━━ Material supplied

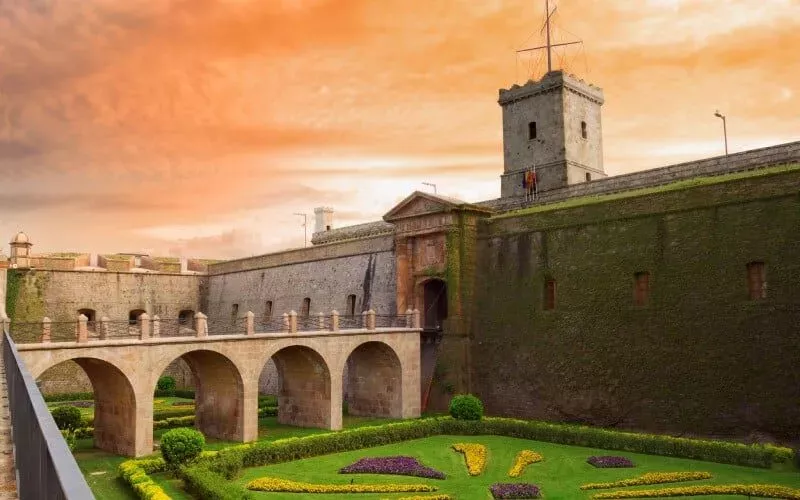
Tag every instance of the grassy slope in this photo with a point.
(560, 475)
(105, 484)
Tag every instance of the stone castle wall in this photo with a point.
(699, 357)
(737, 162)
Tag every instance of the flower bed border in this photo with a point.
(285, 450)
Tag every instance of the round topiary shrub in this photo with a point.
(466, 407)
(166, 383)
(181, 446)
(67, 417)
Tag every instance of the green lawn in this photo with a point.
(561, 473)
(100, 467)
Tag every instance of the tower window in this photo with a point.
(550, 294)
(532, 130)
(268, 309)
(756, 280)
(641, 288)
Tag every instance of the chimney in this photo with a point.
(323, 219)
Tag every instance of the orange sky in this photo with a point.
(198, 127)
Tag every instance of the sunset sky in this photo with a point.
(198, 127)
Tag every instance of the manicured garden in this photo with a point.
(460, 456)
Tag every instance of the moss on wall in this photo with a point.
(699, 357)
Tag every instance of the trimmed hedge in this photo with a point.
(259, 454)
(208, 485)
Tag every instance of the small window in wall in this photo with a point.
(641, 288)
(756, 280)
(91, 315)
(550, 294)
(134, 315)
(268, 309)
(185, 317)
(532, 130)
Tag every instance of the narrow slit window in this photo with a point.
(757, 280)
(550, 295)
(641, 288)
(268, 309)
(532, 130)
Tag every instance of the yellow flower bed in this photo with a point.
(273, 484)
(650, 478)
(524, 459)
(475, 455)
(750, 490)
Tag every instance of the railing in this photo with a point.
(45, 466)
(145, 327)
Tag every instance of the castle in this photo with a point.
(664, 300)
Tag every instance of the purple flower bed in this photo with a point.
(514, 490)
(610, 462)
(401, 466)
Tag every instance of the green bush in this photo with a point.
(67, 417)
(69, 396)
(166, 383)
(208, 485)
(466, 407)
(181, 446)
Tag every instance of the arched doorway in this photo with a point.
(434, 298)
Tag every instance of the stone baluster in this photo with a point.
(251, 322)
(409, 318)
(334, 320)
(370, 315)
(201, 324)
(105, 326)
(46, 324)
(144, 329)
(83, 329)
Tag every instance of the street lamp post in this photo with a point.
(305, 228)
(724, 129)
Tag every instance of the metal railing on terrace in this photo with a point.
(45, 466)
(146, 327)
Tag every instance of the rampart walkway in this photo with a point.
(383, 375)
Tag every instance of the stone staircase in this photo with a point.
(8, 472)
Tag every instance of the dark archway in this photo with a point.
(303, 386)
(114, 404)
(434, 294)
(374, 382)
(219, 395)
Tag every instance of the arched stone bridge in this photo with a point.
(383, 379)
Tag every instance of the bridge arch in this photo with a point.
(115, 405)
(304, 387)
(219, 393)
(374, 382)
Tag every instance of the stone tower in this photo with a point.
(20, 251)
(554, 124)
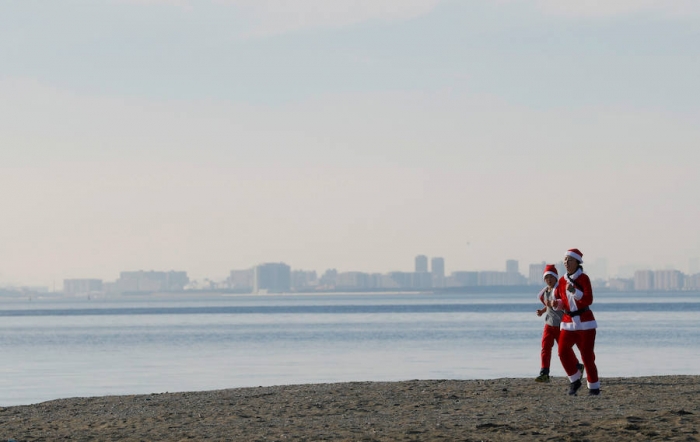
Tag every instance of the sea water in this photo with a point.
(58, 348)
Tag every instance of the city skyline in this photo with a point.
(529, 273)
(352, 134)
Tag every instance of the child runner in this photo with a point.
(552, 320)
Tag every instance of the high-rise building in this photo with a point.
(421, 264)
(535, 273)
(81, 286)
(437, 270)
(272, 277)
(513, 276)
(302, 279)
(463, 279)
(241, 280)
(151, 281)
(668, 280)
(643, 280)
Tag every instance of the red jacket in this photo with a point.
(581, 299)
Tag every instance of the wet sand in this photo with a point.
(663, 408)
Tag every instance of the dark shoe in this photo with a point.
(543, 377)
(574, 386)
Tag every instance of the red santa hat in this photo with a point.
(576, 254)
(550, 269)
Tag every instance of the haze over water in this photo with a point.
(60, 348)
(212, 135)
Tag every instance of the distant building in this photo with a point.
(692, 282)
(82, 286)
(621, 284)
(241, 280)
(513, 276)
(402, 279)
(151, 281)
(437, 269)
(421, 264)
(463, 279)
(303, 280)
(643, 280)
(668, 280)
(535, 274)
(422, 280)
(328, 279)
(272, 277)
(353, 281)
(489, 278)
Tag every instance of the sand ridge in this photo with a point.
(642, 408)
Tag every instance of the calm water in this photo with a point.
(66, 348)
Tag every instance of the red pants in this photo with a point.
(585, 341)
(549, 335)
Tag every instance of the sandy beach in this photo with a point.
(641, 409)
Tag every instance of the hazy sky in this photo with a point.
(210, 135)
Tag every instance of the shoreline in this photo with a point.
(507, 409)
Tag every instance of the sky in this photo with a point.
(211, 135)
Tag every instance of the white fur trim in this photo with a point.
(576, 256)
(550, 273)
(572, 326)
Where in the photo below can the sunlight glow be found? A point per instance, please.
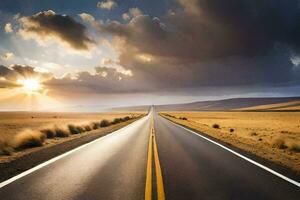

━━━━

- [Aim]: Rewrite all of the entries above, changing "Tag every instance" to "Mark every instance" everywhere it appears and keeping everything else unchanged. Leave the pictures out.

- [The result]:
Mark every instance of the grassy slope in this photo with a point.
(560, 475)
(105, 484)
Mark every instance of the stone castle wall in this photo with a point.
(699, 357)
(737, 162)
Mark every instance of the flower bed border in this photo with a point.
(285, 450)
Mark every instance of the round topiary shrub in this photo with a point.
(466, 407)
(166, 383)
(181, 446)
(67, 417)
Mark every instance of the green lawn in this photo with a point.
(561, 473)
(100, 467)
Mark every instance of the tower window in this photo with a point.
(550, 294)
(532, 130)
(268, 309)
(756, 280)
(641, 288)
Mark every instance of the chimney in this photo with a point.
(323, 219)
Mark every instance of the orange sky in this photo with a point.
(198, 127)
Mark every instance of the sunset sky in this photo with a point.
(198, 127)
Mark every instance of the manicured garden in this photo with a point.
(460, 456)
Mark every instance of the moss on wall in this photo with a point.
(699, 357)
Mark every instance of the trimmed hedge in this photo with a point.
(259, 454)
(208, 485)
Mark every instance of the small window in wall in this photo with a point.
(641, 288)
(756, 280)
(91, 315)
(550, 294)
(134, 315)
(268, 309)
(185, 317)
(532, 130)
Mark every instance of the narrow slit window in this photo with a point.
(757, 280)
(550, 295)
(641, 288)
(268, 309)
(532, 130)
Mark every instance of the yellow flower bed in this photo with a point.
(273, 484)
(650, 478)
(524, 459)
(475, 455)
(750, 490)
Mark every instance of the railing in this photo with a point.
(45, 466)
(145, 327)
Mark every instance of the castle in this photo with a point.
(664, 300)
Mark every instance of the purple flower bed in this photo with a point.
(514, 490)
(610, 462)
(401, 466)
Mark every instance of the green bush in this photo with a point.
(67, 417)
(69, 396)
(166, 383)
(208, 485)
(466, 407)
(181, 446)
Mark every instance of the arched doorway in this photo with a point.
(434, 298)
Mark every instance of the stone baluster in this photo with a point.
(251, 322)
(409, 318)
(334, 320)
(370, 315)
(201, 324)
(105, 326)
(46, 324)
(144, 329)
(83, 329)
Mark every instance of the street lamp post in this photo with a point.
(305, 228)
(724, 129)
Mark every instance of the metal railing on terrace in this photo with a point.
(45, 466)
(146, 327)
Mark every instance of the rampart walkway in this photo with a point.
(383, 375)
Mark every instance of the stone staircase in this photo with a point.
(8, 472)
Mark every instance of the dark archway in this photo with a point.
(303, 386)
(114, 404)
(434, 294)
(374, 382)
(219, 395)
Mark every instance of the arched stone bridge in this photo with a point.
(383, 379)
Mark every instance of the bridge arch in this photo with a point.
(115, 405)
(304, 387)
(219, 393)
(374, 382)
Mark every instance of the stone tower in this photo with a point.
(20, 251)
(554, 124)
Mark every instance of the sea water in this photo with a point.
(58, 348)
Mark every instance of the city skyline in this photo with a point.
(529, 273)
(352, 134)
Mark every instance of the child runner in this photo with a point.
(552, 320)
Mark every instance of the high-rise building in this photo with a point.
(421, 264)
(535, 273)
(81, 286)
(437, 270)
(272, 277)
(513, 276)
(302, 279)
(463, 279)
(241, 280)
(151, 281)
(668, 280)
(643, 280)
Mark every instance of the red jacket in this photo with a point.
(581, 299)
Mark every instance of the wet sand in this photo with a point.
(663, 408)
Mark every instance of the dark shoe in this photo with a point.
(543, 377)
(574, 386)
Mark every instance of the red santa hat in this photo with a point.
(576, 254)
(550, 269)
Mark every instance of the haze over water in this photo with a point.
(60, 348)
(212, 135)
Mark every instance of the distant building in this photo with a point.
(692, 282)
(82, 286)
(621, 284)
(241, 280)
(513, 276)
(402, 279)
(151, 281)
(437, 269)
(421, 264)
(463, 279)
(303, 280)
(643, 280)
(668, 280)
(535, 274)
(422, 280)
(328, 279)
(272, 277)
(353, 281)
(489, 278)
Mark every instance of the sand ridge in this photo with a point.
(642, 408)
Mark every instance of the calm water in this photo with a point.
(66, 348)
Mark every instance of the red pants in this photo with a point.
(585, 341)
(549, 335)
Mark every instance of the sandy beach in this photo with a point.
(641, 409)
Mark every instance of the hazy sky in this photo with a point.
(210, 135)
Mark every instance of the shoreline in this photo with a point.
(507, 409)
Mark every instance of the sky in this photo with a point.
(211, 135)
Mark every instance of the white fur trim in this photo with a point.
(576, 256)
(550, 273)
(572, 326)
Where in the photo below can the sunlight glow be found? A point per instance, please.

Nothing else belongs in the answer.